* _Tugas Latihan A_
Tulis ulang semua baris pada seluruh catatan di bawah sebagai tabel Markdown berkolom Nomor dan Isi, tanpa baris kosong. Jangan masukkan gambar ke dalam jawaban.

Publisher ID: pub-5956747228423723 Publisher ID: pub-5956747228423723

Sunday, 17 November 2013

Analisis saham dcf


‹ › Home
View web version
Tanggal: Saturday, January 28, 2012
Discounted Cash Flow
Discounted Cash Flow atau biasa disingkat DCF adalah
salah satu metode untuk menghitung prospek
pertumbuhan suatu instrumen investasi dalam beberapa
waktu ke depan. Konsep DCF ini didasarkan pada
pemikiran bahwa jika anda menginvestasikan sejumlah
dana, maka dana tersebut akan tumbuh sebesar sekian
persen atau mungkin sekian kali lipat setelah beberapa
waktu tertentu. Disebut ‘discounted cash flow’ atau
‘arus kas yang terdiskon’, karena cara menghitungnya
adalah dengan meng-estimasi arus dana dimasa
mendatang untuk kemudian di- cut dan menghasilkan
nilai dana tersebut pada masa kini.
Biasanya, seorang investor ingin mengetahui bahwa
jika dia menginvestasikan sejumlah dana pada satu
instrumen investasi tertentu, maka setelah kurun
waktu tertentu (misalnya setahun), dana tersebut
akan tumbuh menjadi berapa. Untuk menghitungnya,
maka digunakanlah DCF. Okay, kita langsung aja ke
contohnya.
Misalnya anda punya duit sebesar Rp100 juta yang
akan anda investasikan pada suatu usaha, katakanlah
toko baju, dimana toko tersebut berdasarkan
historisnya mampu mencetak pertumbuhan modal (yang
dihasilkan dari peningkatan saldo laba) sebesar 50%
per tahun. Dengan asumsi di tahun berikutnya toko
baju tersebut akan kembali mencetak pertumbuhan
50%, maka dana anda akan tumbuh 50% menjadi 1.5
kali lipat dalam setahun, alias Rp150 juta. Bagaimana
kalau setelah tiga tahun? Maka kenaikan sebesar 1.5
kali lipat per tahun tadi dipangkatkan tiga (1.5 x 1.5 x
1.5 = 3.37 ), kemudian dikali dana awal yaitu Rp100
juta, sehingga hasilnya adalah Rp337 juta.

Baris dataset
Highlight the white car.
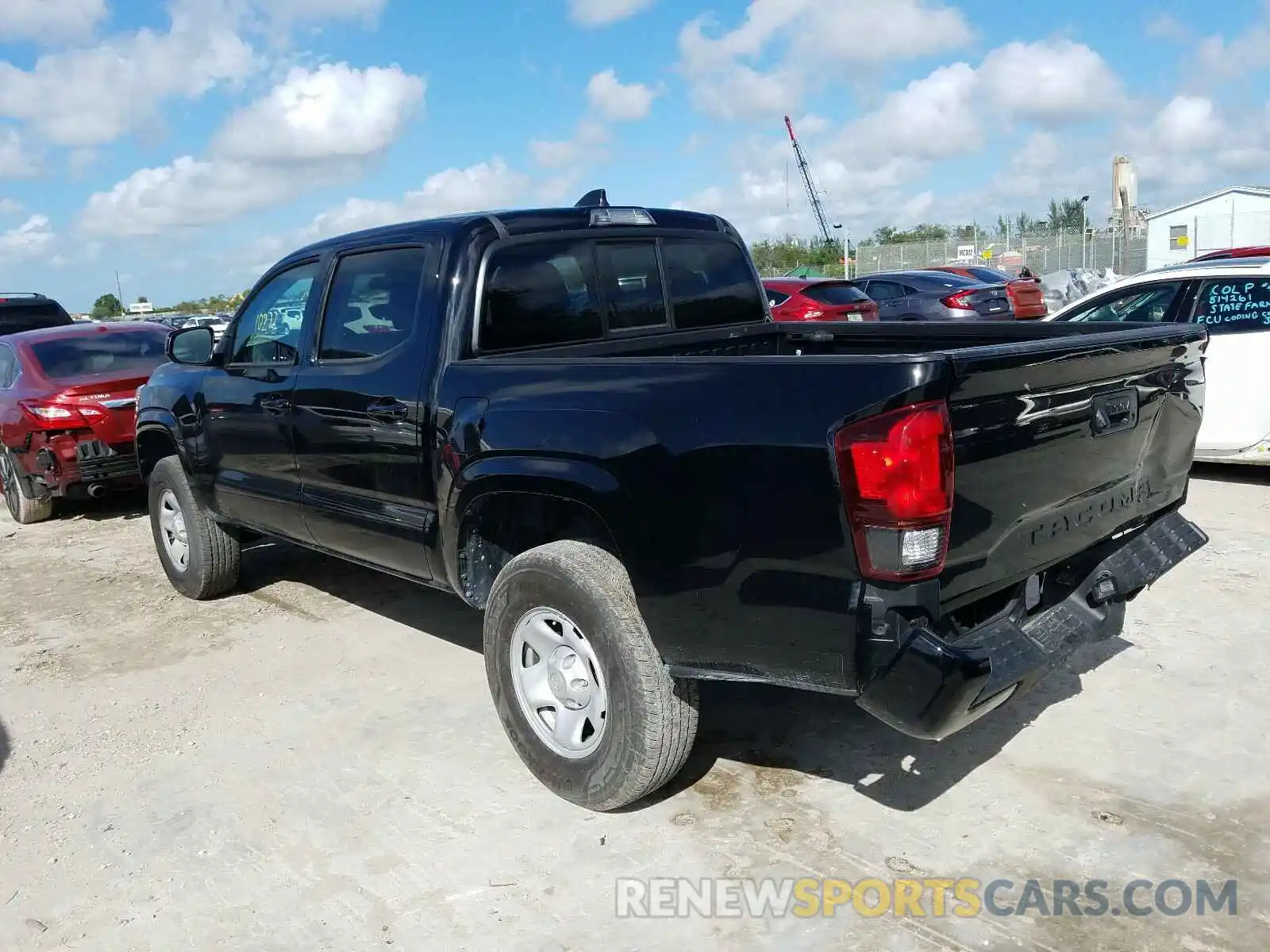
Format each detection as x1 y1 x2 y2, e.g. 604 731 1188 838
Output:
1043 258 1270 466
180 316 230 340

* _Tugas Latihan B_
Ringkas paragraf kutipan halaman tentang DCF yang diawali "Discounted Cash Flow atau biasa disingkat DCF adalah" menjadi daftar poin yang tetap memuat fakta utamanya.

* _Jawaban Lengkap A_
| Nomor | Isi |
|---|---|
| 1 | Highlight the white car. |
| 2 | Format each detection as x1 y1 x2 y2, e.g. 604 731 1188 838 |
| 3 | Output: |
| 4 | 1043 258 1270 466 |
| 5 | 180 316 230 340 |

* _Jawaban Lengkap B_
- Discounted Cash Flow (DCF) adalah metode untuk menghitung prospek pertumbuhan suatu instrumen investasi dalam beberapa waktu ke depan.
- Dasar pemikirannya: dana yang diinvestasikan akan tumbuh sekian persen atau sekian kali lipat setelah waktu tertentu.
- Disebut "arus kas yang terdiskon" karena perhitungannya mengestimasi arus dana di masa mendatang, lalu memotongnya untuk memperoleh nilai dana tersebut pada masa kini.